SOURCE TEXT:
━━━━━━━━━━
Lawrence Jones, CEO of cloud and dedicated hosting firm UKFast and cyber security consultancy Secarma, suggests five key steps small business owners should take to stay safe in the evolving digital landscape.
1 Use a password manager
Remembering strong passwords for all the applications you use in your business and personal life is all but impossible and many people end up either using weak passwords or re-using existing ones. Instead, use a password manager. There are many around, such as LastPass and KeePass. Be aware that some password managers have had security breaches, so be sure to keep yours up-to-date.
2 Check your backups
One of the most damaging attacks, and one of the most frequently deployed against small businesses, is Ransomware. This malicious software encrypts your critical business files, locking you out and demanding payment for release. Imagine the damage that could do to a business.
━━━━━━━━━━
RECORDED DATA:
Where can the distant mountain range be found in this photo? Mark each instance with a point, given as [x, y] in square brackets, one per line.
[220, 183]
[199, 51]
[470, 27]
━━━━━━━━━━
TO DO:
1. Reproduce the passage from the small-business security tips word for word, starting at "2 Check your" up to and including "to a business.".
2. Write the next part of the small-business security tips, picking up right after its final sentence.

THE ANSWERS:
1.
2 Check your backups
One of the most damaging attacks, and one of the most frequently deployed against small businesses, is Ransomware. This malicious software encrypts your critical business files, locking you out and demanding payment for release. Imagine the damage that could do to a business.

2.
Ransomware is allowed into Windows systems when users click on malicious links, downloads or attachments in spoofed emails. Users should never open email attachments from sources they don’t recognise. Malicious emails used to be less sophisticated, with basic looking templates and spelling mistakes. Now they are branded with company logos and a forged email address. Attackers often tailor the email for their victim using information they know about their business. Personalised attacks, of course, have a higher success rate.
The frequency of this kind of attack has exploded in the last 12 months because criminals are getting results. Now’s the time to fight back. Ensure you keep regular backups in a separate location, so that if you’re held to ransom you can recover your critical files without having to pay the attackers.
3 Beware Internet of Things (IoT) devices
In many cases, IoT devices have been the weak link that has led to a security breach that puts your home network at risk. Like any software, you need to keep IoT devices up-to-date.
Think carefully before setting up a ‘port forward’ that allows you to log in to devices remotely. If you have a weak password or vulnerable device, hackers will be able to access it too, and if it’s connected to devices you use for work you’ll be leaving your business exposed.
4 Educate your team
It’s difficult to change human behaviour and break bad habits, so it’s important to get your team together in a group to discuss the risks and how to avoid them.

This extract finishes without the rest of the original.